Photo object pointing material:
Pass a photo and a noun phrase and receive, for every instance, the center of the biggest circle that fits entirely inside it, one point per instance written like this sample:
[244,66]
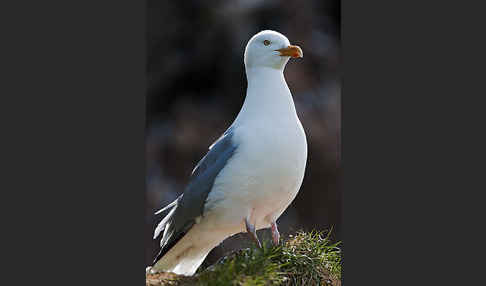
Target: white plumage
[260,178]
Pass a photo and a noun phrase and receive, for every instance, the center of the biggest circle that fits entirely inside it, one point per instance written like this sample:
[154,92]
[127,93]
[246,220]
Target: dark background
[73,142]
[197,84]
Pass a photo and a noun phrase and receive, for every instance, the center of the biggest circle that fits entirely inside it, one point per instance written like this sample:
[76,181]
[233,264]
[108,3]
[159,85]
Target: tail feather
[185,256]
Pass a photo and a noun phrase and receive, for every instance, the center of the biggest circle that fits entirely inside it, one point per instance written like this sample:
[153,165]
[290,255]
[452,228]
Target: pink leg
[275,234]
[252,232]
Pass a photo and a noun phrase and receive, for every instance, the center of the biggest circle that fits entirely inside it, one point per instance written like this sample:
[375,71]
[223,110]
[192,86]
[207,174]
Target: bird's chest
[275,160]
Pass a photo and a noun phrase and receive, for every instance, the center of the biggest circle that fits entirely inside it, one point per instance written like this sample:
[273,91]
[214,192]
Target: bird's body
[249,176]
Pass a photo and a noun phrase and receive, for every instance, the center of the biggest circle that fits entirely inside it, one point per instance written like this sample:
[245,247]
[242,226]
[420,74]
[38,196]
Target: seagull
[250,174]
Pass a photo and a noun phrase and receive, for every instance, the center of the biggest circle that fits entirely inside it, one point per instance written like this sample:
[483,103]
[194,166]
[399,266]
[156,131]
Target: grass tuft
[303,259]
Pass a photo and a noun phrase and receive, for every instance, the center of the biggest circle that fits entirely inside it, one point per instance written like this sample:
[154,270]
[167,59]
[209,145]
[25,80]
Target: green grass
[302,259]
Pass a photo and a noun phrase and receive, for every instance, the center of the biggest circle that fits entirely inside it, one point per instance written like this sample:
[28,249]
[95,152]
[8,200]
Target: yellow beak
[291,51]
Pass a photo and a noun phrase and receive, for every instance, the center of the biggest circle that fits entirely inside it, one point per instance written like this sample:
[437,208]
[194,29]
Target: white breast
[264,175]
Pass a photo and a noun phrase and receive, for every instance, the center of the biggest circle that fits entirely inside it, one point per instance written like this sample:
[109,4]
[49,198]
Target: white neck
[267,97]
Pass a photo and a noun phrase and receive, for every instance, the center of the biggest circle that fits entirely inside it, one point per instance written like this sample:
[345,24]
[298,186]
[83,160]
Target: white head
[270,49]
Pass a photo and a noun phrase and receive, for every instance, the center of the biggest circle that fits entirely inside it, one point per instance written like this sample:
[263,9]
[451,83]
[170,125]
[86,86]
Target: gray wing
[190,205]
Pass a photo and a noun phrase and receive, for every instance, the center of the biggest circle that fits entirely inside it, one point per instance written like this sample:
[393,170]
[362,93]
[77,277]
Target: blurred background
[197,84]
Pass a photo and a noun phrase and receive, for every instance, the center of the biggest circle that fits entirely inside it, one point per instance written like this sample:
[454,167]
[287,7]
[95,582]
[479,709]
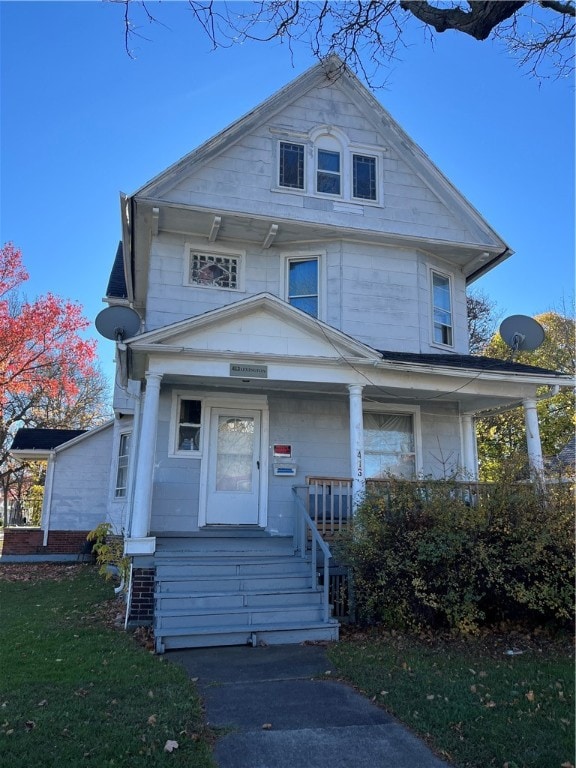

## WRITTEN TASK
Could you gather every line of the material above that contains the string "bird" and copy each one out?

## SOLVED PROBLEM
Target: bird's chest
Target: bird's body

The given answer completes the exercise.